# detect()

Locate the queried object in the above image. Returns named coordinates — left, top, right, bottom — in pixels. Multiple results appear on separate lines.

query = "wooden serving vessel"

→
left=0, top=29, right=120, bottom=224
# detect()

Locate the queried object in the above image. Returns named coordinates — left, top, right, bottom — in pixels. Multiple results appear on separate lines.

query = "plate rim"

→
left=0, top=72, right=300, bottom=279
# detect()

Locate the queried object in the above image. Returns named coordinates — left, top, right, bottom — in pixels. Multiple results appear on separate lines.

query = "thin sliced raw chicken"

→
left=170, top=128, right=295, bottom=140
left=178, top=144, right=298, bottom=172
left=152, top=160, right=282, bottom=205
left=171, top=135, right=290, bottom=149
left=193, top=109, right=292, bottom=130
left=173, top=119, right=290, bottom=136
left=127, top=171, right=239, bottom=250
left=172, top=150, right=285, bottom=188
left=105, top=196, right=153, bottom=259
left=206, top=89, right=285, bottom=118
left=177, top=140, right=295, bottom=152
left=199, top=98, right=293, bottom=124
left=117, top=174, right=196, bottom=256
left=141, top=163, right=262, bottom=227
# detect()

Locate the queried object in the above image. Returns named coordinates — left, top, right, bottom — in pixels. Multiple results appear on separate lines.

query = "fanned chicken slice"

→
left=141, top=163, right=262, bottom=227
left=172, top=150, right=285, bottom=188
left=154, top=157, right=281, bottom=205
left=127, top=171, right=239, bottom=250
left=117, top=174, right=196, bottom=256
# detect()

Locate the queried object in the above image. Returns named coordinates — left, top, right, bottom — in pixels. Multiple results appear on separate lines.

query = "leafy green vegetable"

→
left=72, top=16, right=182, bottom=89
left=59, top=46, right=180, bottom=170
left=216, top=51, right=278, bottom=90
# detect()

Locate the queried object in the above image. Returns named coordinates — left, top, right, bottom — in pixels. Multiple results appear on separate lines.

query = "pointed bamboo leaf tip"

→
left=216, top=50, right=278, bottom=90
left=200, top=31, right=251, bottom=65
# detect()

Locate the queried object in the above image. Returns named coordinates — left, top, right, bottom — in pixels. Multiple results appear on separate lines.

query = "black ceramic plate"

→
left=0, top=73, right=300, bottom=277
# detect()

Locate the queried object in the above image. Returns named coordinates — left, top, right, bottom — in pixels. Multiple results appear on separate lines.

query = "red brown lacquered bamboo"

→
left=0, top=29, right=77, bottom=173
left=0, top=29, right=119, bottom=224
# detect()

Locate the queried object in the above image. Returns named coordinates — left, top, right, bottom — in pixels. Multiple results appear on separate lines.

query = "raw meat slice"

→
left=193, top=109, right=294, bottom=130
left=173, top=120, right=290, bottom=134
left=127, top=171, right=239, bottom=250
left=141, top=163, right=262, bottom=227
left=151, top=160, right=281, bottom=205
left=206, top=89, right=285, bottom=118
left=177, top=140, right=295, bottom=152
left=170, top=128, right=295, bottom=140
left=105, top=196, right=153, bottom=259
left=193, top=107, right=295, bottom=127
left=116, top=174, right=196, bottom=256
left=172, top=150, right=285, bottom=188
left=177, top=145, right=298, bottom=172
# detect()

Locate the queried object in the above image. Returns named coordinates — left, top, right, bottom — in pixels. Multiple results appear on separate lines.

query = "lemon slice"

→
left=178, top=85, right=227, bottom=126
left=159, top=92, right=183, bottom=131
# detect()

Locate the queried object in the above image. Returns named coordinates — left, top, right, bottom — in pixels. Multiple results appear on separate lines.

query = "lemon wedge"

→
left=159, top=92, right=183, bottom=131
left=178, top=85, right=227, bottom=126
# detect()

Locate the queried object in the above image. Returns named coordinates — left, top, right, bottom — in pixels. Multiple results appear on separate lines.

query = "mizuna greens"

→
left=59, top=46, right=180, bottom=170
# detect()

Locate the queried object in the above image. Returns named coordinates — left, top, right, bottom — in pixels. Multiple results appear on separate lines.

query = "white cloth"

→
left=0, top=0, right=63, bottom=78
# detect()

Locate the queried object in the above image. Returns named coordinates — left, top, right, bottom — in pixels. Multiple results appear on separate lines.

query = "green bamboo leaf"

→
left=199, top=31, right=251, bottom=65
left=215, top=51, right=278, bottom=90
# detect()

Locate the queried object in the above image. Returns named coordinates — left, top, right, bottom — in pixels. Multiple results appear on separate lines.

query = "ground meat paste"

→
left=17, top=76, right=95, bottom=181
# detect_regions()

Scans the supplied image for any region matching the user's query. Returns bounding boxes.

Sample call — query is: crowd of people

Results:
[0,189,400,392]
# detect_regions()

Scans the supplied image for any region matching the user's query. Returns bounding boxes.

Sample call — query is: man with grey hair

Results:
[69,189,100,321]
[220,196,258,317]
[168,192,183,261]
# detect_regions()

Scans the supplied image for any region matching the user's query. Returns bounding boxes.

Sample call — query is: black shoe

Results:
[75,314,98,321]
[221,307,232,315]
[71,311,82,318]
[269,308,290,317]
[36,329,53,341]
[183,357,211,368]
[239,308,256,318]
━━━━━━
Given request: Copy all of the material above verbatim, line for line.

Solved problem:
# detect()

Locate the queried object in the above image. Returns named coordinates — left, top, right, bottom — in pixels. Multiple results appear on separate lines.

query = "wooden serving vessel"

→
left=0, top=29, right=120, bottom=224
# detect()

Locate the queried object in the above image. Returns named coordinates — left, top, right, bottom — in pixels. Multiple results appear on separate lines.

query = "plate rim"

→
left=0, top=72, right=300, bottom=279
# detect()

Locate the queried object in the above image. Returns named coordinates — left, top, right, bottom — in pixels. Multiple results appear on separate lines.

query = "thin sliced raw chicken"

→
left=170, top=128, right=295, bottom=140
left=178, top=144, right=298, bottom=172
left=152, top=160, right=282, bottom=205
left=171, top=135, right=290, bottom=149
left=193, top=109, right=292, bottom=130
left=173, top=119, right=290, bottom=136
left=127, top=171, right=239, bottom=250
left=172, top=150, right=285, bottom=188
left=105, top=196, right=153, bottom=259
left=206, top=89, right=285, bottom=118
left=177, top=140, right=295, bottom=152
left=199, top=98, right=293, bottom=124
left=117, top=174, right=196, bottom=256
left=141, top=163, right=262, bottom=227
# detect()

Locate the queried object in the above image. Returns named coordinates — left, top, right, bottom — in pixels. Multiple results appear on separate lines.

query = "fanned chicken slice"

→
left=141, top=163, right=262, bottom=227
left=172, top=150, right=285, bottom=188
left=154, top=157, right=281, bottom=205
left=127, top=171, right=239, bottom=250
left=117, top=174, right=196, bottom=256
# detect()

Locate the queried object in the above image. Returns named coordinates — left, top, right, bottom — in pixels. Multiple results appear on separate lines.

query = "leafy green vegetable"

→
left=72, top=16, right=182, bottom=89
left=59, top=46, right=180, bottom=170
left=216, top=51, right=278, bottom=90
# detect()

Locate the queried object in the above image. Returns named coordinates — left, top, right, bottom — in pixels. Multiple results appear on separate lines.

query = "pointed bamboo leaf tip"

→
left=216, top=50, right=278, bottom=90
left=200, top=31, right=251, bottom=65
# detect()

Locate the queried object in the above image. Returns named coordinates — left, top, right, bottom — in pixels. Multiple results appear on separate lines.

query = "black ceramic plate"

→
left=0, top=73, right=300, bottom=277
# detect()

Locate the queried object in the above image. Returns named coordinates — left, top, right, bottom — in pixels. Multiple results appear on separate lines.

query = "red brown lacquered bamboo"

→
left=0, top=29, right=77, bottom=173
left=0, top=29, right=119, bottom=224
# detect()

Locate the queried object in the above image. Returns named coordinates — left, top, right, bottom — in pixels. Multiple results appear on separate lines.

query = "raw meat slice"

→
left=193, top=109, right=294, bottom=130
left=173, top=120, right=290, bottom=134
left=127, top=171, right=239, bottom=250
left=141, top=163, right=262, bottom=227
left=151, top=160, right=281, bottom=205
left=206, top=89, right=285, bottom=118
left=177, top=140, right=295, bottom=152
left=170, top=128, right=295, bottom=140
left=105, top=196, right=153, bottom=259
left=193, top=107, right=295, bottom=127
left=116, top=174, right=196, bottom=256
left=172, top=150, right=285, bottom=188
left=177, top=145, right=298, bottom=172
# detect()

Locate the queried object in the above image. Returns named coordinates — left, top, right, bottom — in pixels. Multiple results appear on separate lines.

query = "lemon slice"

→
left=178, top=85, right=227, bottom=126
left=159, top=92, right=183, bottom=131
# detect()

Locate the queried object in the above image. Returns named coordinates — left, top, right, bottom — in pixels. Multiple results appear on separate lines.

query = "lemon wedge"

→
left=159, top=92, right=183, bottom=131
left=178, top=85, right=227, bottom=126
# detect()

Locate the queried object in the above image. Returns named coordinates — left, top, right, bottom — in pixels. Multiple results appear on separate lines.

query = "mizuna greens"

→
left=59, top=46, right=180, bottom=170
# detect()

Locate the queried object in the above image. Returns named coordinates — left, top, right, bottom — in pixels. Multiple results appear on separate lines.

query = "white cloth"

→
left=0, top=0, right=63, bottom=78
# detect()

Locate the queried object in the above image. Returns named coordinates — left, top, right, bottom — in pixels. Multiple results appear on separate lines.

query = "green bamboo leaf"

→
left=199, top=31, right=251, bottom=65
left=215, top=51, right=278, bottom=90
# detect()

Locate the queried object in the above image. Returns named coordinates — left, top, right, bottom — in pixels. Multiple results appear on separate lines.

query = "ground meat paste"

→
left=17, top=76, right=95, bottom=181
# detect_regions()

Scans the supplied image for any region matching the user's query. Returns bounding boxes.

Sample call — query is: crowd of people

Results:
[0,189,400,392]
# detect_regions()

Scans the supplied image for any region matching the user's query. Returns bounding boxes.

Sample call — query is: man with grey hair

Results:
[69,189,100,321]
[220,196,258,317]
[168,192,183,261]
# detect_regions()

Scans the supplied image for any region matching the user's query. Returns bounding boxes.

Sample call — query is: black shoe

Results:
[75,314,98,321]
[221,307,232,315]
[71,311,82,318]
[269,308,290,317]
[36,329,53,341]
[183,357,211,368]
[239,308,256,318]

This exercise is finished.